GOAL
Locate the line that contains "the utv cab". Copy it and every following line through the end of the records, exactly, and include nothing else.

── EXERCISE INPUTS

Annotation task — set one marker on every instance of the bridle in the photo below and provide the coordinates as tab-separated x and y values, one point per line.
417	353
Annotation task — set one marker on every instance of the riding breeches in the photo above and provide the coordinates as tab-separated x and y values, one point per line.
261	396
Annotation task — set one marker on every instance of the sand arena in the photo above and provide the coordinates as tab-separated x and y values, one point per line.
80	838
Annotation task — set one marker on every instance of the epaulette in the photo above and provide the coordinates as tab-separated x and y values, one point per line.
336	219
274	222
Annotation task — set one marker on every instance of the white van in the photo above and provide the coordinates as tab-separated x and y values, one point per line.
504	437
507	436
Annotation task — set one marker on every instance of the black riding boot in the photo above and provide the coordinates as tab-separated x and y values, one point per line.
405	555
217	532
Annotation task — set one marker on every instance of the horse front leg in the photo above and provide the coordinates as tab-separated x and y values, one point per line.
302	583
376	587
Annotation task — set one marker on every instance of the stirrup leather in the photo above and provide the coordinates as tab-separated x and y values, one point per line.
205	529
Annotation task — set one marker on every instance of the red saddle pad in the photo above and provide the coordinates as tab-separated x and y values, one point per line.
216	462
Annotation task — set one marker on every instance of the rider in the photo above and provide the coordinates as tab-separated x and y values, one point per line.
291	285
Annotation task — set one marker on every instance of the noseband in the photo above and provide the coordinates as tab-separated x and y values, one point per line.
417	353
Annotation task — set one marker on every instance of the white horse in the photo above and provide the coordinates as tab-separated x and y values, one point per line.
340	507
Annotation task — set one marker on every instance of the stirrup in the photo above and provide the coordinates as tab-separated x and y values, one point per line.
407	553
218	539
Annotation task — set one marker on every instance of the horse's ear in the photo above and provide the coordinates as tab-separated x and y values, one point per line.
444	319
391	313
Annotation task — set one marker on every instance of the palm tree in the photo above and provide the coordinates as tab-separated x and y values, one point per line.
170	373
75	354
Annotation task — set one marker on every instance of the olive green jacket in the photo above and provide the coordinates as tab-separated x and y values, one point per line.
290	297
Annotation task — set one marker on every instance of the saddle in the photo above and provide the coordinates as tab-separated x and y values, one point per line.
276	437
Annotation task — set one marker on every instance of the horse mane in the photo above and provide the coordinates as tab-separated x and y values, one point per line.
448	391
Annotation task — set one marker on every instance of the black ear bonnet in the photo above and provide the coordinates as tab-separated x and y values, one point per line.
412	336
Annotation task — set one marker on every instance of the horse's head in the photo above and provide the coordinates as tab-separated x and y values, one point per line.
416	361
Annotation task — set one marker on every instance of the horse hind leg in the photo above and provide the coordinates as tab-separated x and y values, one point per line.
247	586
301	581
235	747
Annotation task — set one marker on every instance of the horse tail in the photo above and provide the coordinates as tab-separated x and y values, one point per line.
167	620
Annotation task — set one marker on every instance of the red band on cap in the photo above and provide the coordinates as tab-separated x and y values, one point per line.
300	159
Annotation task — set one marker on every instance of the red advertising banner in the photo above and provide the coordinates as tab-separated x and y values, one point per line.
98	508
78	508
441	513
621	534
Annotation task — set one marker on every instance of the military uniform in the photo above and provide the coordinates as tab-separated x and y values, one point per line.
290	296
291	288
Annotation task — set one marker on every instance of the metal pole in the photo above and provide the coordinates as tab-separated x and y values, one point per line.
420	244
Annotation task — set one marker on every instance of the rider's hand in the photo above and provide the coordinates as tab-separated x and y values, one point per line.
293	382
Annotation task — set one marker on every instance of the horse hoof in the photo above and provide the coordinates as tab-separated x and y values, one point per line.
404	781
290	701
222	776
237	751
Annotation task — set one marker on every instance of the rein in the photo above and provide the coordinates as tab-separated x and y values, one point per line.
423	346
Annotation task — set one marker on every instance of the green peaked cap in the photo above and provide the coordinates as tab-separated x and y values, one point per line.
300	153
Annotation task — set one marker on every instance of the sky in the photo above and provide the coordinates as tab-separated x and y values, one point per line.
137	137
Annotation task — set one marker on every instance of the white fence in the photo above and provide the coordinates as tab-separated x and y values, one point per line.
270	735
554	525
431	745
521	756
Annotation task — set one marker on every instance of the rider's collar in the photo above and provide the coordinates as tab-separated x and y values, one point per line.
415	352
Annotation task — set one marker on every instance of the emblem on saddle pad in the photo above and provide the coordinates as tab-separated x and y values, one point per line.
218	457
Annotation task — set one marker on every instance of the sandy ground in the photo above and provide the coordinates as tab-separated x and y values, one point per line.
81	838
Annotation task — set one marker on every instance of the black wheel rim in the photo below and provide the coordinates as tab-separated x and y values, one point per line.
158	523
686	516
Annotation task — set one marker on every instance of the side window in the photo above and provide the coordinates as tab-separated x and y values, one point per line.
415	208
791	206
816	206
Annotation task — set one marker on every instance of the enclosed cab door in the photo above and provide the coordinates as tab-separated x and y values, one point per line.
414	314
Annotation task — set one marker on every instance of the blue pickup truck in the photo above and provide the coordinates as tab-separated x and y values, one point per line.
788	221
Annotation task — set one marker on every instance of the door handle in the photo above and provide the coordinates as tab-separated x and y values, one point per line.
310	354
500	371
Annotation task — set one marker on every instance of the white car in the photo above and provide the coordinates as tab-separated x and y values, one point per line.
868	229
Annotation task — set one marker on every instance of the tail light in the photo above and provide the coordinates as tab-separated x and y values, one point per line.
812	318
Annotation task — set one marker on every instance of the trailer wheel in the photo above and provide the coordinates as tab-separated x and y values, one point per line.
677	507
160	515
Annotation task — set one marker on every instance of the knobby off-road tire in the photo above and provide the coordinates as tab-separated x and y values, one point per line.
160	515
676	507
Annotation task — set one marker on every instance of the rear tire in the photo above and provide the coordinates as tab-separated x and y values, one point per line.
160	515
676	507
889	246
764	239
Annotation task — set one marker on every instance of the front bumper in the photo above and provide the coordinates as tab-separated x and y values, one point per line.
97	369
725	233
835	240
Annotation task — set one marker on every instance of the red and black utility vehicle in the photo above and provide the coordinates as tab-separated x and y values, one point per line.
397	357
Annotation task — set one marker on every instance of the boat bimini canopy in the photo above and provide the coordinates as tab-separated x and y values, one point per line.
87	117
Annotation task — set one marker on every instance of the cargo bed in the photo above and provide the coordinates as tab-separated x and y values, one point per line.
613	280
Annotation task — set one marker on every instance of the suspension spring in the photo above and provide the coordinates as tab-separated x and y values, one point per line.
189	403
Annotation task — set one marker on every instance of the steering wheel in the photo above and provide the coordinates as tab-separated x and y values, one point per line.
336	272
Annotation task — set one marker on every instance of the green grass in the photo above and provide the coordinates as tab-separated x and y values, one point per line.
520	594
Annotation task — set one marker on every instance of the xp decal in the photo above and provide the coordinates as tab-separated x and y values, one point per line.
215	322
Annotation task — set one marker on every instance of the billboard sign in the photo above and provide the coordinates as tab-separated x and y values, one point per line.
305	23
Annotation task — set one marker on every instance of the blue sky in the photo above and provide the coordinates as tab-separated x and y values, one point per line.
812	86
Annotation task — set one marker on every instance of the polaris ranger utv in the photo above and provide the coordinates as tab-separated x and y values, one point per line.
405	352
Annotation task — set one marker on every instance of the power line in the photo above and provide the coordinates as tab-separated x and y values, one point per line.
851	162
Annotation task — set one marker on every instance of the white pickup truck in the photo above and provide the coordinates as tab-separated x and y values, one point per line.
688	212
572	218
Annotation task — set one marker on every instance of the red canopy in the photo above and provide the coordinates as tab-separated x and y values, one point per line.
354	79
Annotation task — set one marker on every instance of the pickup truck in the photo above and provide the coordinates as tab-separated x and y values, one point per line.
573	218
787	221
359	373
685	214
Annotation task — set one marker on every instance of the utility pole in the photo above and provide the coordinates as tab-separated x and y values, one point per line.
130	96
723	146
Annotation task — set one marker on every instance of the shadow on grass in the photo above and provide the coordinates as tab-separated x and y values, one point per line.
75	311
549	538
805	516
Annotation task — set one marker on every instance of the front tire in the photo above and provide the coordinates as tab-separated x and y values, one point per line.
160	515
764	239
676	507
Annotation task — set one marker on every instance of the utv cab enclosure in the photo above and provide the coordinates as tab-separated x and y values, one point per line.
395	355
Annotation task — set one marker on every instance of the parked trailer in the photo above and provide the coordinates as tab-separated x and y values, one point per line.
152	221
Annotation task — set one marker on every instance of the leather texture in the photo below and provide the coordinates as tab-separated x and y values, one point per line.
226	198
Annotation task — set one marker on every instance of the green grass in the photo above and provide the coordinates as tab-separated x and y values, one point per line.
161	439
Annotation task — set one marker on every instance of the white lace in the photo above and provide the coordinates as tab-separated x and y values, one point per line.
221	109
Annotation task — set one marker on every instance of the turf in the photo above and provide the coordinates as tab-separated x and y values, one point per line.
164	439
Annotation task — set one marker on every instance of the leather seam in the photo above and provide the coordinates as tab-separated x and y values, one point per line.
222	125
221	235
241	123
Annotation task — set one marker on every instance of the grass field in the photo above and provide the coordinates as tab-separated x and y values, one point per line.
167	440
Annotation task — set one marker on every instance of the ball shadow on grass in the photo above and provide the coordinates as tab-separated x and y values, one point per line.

────

ANSWER BELOW
Annotation task — set one marker on every instance of the utv cab enclosure in the photo above and provide the coordinates as tab-separated x and y values, one point per line.
395	355
Annotation task — set one marker on every instance of the parked trailer in the photo above and provide the coordinates as tab-separated x and y values, one point per line.
152	221
Annotation task — set one marker on every instance of the leather texture in the photo below and provide the coordinates as tab-separated x and y values, one point per line.
226	198
Annotation task — set one marker on every instance of the green grass in the photo above and provide the coordinates as tab-separated x and y values, one point per line.
161	439
Annotation task — set one marker on every instance of the white lace in the photo above and provide the coordinates as tab-separated x and y values, one point per line.
221	109
Annotation task — set one marker on every instance of the turf in the photo above and provide the coordinates as tab-separated x and y values, one point per line.
164	439
Annotation task — set one marker on every instance of the leather seam in the photo above and provide the coordinates as tab-separated x and y values, one point per line.
222	125
221	235
241	123
Annotation task — set one marker on every instance of the grass field in the photo above and provide the coordinates as tab-separated x and y values, one point per line.
167	440
Annotation task — set one marker on every instance of the ball shadow on grass in the photo above and provide the coordinates as tab-separated x and y values, one point per line.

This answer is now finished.